:: Task details ::
Could you count how many lines of the data include "crocus" and answer with the number only?

:: Data in this exercise ::
□ □ □ □

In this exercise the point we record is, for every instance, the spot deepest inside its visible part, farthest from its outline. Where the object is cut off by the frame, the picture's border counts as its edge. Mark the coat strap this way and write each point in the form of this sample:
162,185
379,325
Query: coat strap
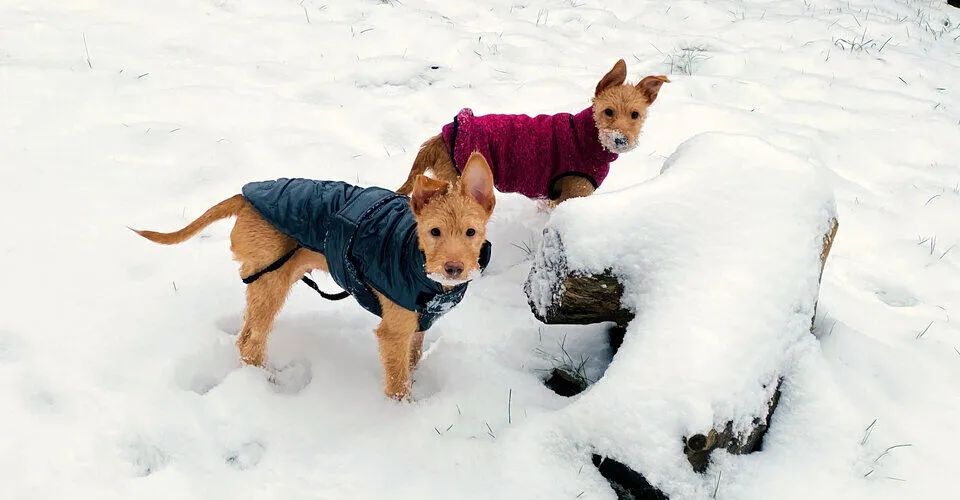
277,264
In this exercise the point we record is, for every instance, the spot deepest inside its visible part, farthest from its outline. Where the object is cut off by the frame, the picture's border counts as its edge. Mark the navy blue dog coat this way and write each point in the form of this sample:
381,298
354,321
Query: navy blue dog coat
368,236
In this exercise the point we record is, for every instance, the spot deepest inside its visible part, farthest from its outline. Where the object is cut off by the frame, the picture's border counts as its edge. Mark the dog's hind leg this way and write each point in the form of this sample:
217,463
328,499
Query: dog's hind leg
265,298
394,336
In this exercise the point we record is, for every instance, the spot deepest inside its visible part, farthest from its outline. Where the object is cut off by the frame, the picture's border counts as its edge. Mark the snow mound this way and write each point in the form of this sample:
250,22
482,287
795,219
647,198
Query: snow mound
719,256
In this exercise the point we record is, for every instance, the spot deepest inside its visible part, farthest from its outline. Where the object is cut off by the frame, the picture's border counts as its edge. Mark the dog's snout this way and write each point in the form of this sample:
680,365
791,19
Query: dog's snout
453,269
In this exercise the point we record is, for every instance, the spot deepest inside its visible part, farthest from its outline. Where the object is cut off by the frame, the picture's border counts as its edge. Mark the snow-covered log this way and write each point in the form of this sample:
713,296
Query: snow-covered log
559,295
712,269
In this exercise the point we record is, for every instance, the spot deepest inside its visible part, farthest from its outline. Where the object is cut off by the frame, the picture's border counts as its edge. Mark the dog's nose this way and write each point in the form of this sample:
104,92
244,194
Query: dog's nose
453,269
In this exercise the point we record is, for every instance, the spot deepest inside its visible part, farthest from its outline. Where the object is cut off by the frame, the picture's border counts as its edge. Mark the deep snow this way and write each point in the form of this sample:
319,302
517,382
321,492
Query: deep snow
117,370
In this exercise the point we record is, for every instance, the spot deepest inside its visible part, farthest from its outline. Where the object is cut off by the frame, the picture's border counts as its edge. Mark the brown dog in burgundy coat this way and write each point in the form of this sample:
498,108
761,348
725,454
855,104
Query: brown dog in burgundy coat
553,157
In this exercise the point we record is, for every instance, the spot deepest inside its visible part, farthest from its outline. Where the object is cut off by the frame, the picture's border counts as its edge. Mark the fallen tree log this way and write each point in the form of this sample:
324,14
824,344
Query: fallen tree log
587,270
579,298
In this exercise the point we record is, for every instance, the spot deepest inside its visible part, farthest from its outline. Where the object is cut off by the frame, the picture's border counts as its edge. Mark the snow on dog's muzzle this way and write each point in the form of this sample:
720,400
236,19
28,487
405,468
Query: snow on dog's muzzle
615,141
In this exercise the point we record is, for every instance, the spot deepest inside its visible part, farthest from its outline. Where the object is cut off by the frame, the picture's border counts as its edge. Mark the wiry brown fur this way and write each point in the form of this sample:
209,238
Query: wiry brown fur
256,244
612,92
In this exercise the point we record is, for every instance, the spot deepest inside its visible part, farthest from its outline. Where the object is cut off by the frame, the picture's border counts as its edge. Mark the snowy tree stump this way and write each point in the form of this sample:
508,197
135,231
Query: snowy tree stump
580,298
716,264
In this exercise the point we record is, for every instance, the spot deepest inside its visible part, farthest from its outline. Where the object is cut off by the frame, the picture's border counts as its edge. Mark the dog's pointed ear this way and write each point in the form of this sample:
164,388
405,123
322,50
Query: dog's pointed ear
476,181
650,86
424,190
615,76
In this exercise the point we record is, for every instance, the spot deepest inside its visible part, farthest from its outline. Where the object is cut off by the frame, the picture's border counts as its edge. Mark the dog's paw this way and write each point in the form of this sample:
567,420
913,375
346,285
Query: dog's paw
247,456
292,377
545,206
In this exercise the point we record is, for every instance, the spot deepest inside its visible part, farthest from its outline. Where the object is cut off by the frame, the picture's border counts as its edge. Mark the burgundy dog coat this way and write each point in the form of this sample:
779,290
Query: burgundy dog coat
529,155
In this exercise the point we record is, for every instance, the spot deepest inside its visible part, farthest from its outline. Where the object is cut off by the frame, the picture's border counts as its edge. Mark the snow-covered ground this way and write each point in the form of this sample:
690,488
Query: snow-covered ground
118,375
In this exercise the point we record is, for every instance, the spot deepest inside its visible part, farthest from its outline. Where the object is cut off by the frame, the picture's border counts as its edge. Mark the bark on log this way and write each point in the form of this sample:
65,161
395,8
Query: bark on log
573,298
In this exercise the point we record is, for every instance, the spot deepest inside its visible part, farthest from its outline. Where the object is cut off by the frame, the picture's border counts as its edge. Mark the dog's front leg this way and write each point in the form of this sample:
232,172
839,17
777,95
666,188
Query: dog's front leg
395,336
416,349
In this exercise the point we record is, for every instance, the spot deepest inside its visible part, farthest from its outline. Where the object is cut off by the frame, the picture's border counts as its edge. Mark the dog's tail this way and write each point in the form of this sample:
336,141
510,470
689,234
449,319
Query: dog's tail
226,208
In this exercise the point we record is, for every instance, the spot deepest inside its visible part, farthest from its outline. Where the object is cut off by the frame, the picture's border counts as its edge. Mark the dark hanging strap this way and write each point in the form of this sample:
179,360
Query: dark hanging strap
312,284
272,267
329,296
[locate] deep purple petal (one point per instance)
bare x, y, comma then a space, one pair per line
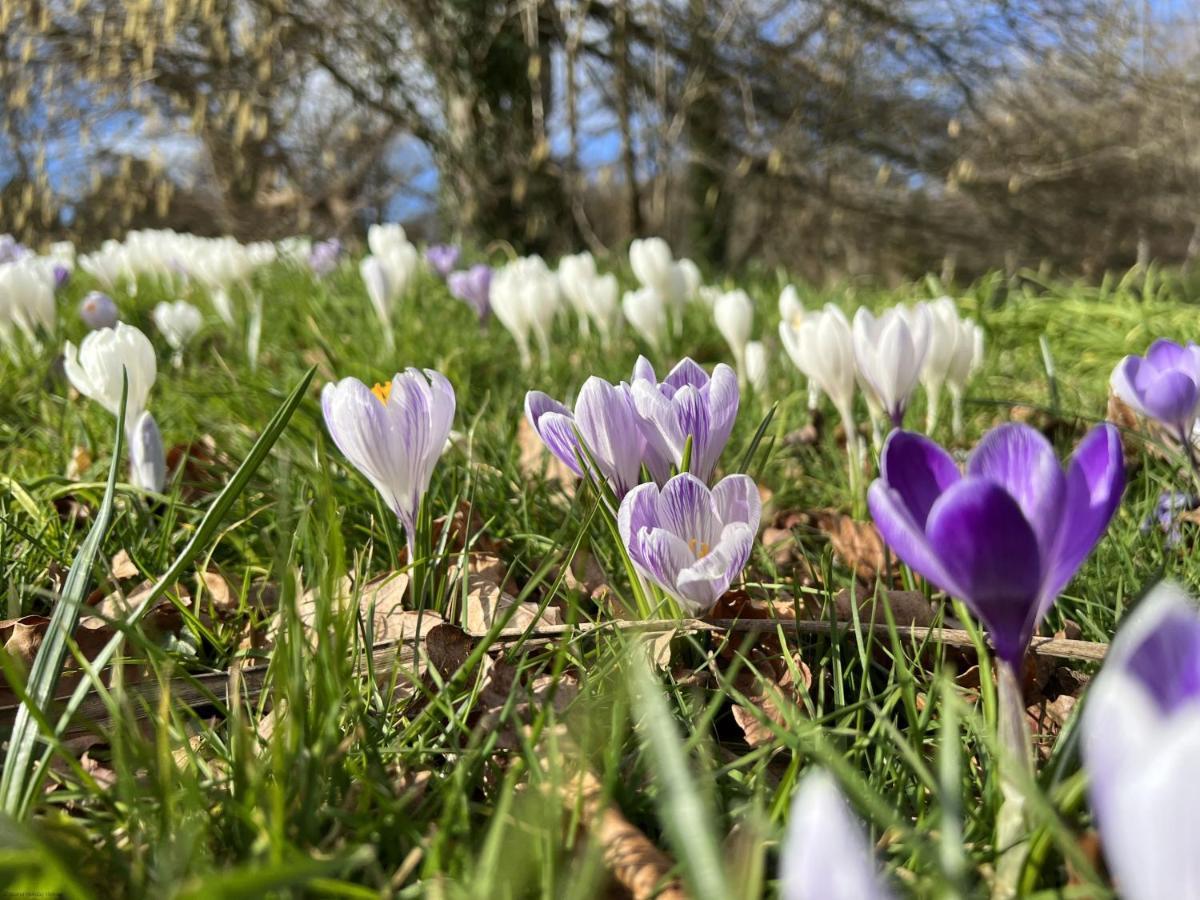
906, 538
1020, 460
989, 549
1171, 399
1095, 483
918, 471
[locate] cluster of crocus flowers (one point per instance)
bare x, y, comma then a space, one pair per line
394, 433
886, 355
96, 370
1141, 749
1163, 385
683, 421
526, 300
593, 297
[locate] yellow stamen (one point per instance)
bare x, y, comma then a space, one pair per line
382, 391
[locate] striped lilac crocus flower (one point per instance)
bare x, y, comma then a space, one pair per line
1141, 749
690, 540
394, 433
607, 423
688, 403
1006, 537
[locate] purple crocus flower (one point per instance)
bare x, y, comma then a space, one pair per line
690, 540
473, 287
606, 420
11, 250
99, 311
443, 257
1009, 534
1141, 747
688, 403
324, 256
1163, 385
394, 433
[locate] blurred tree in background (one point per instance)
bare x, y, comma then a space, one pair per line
840, 137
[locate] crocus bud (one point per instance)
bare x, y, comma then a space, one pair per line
148, 461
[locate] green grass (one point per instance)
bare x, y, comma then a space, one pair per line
454, 787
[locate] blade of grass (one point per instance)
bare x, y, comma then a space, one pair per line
43, 676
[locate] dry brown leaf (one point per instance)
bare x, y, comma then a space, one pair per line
634, 861
858, 545
535, 462
487, 604
448, 647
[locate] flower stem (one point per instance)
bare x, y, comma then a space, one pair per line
1015, 767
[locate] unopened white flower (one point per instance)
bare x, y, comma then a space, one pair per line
27, 301
733, 313
647, 313
691, 279
95, 369
889, 352
756, 366
525, 298
967, 359
575, 276
603, 301
178, 322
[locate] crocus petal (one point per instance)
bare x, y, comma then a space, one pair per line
1095, 484
1020, 460
989, 549
906, 538
736, 499
825, 855
918, 471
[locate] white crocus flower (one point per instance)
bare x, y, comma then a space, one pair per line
647, 313
791, 316
575, 276
657, 270
525, 299
826, 855
967, 359
27, 301
733, 313
603, 300
95, 369
889, 352
756, 366
178, 322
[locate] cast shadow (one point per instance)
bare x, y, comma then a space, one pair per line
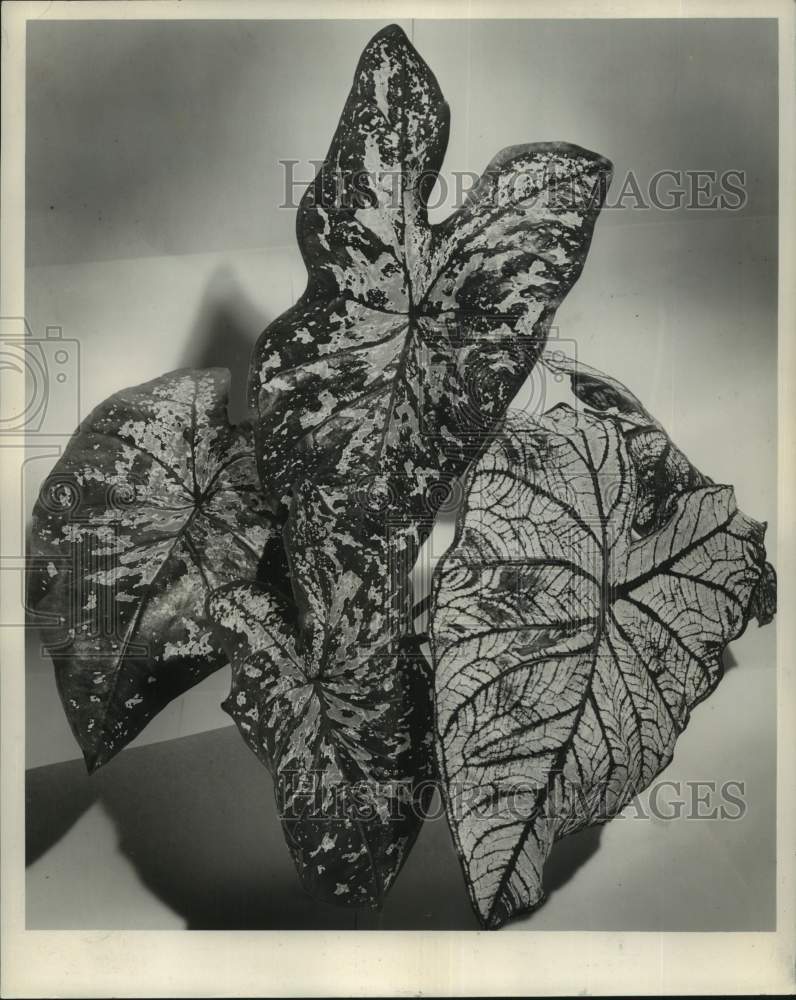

□ □ □ □

:: Problem solution ::
6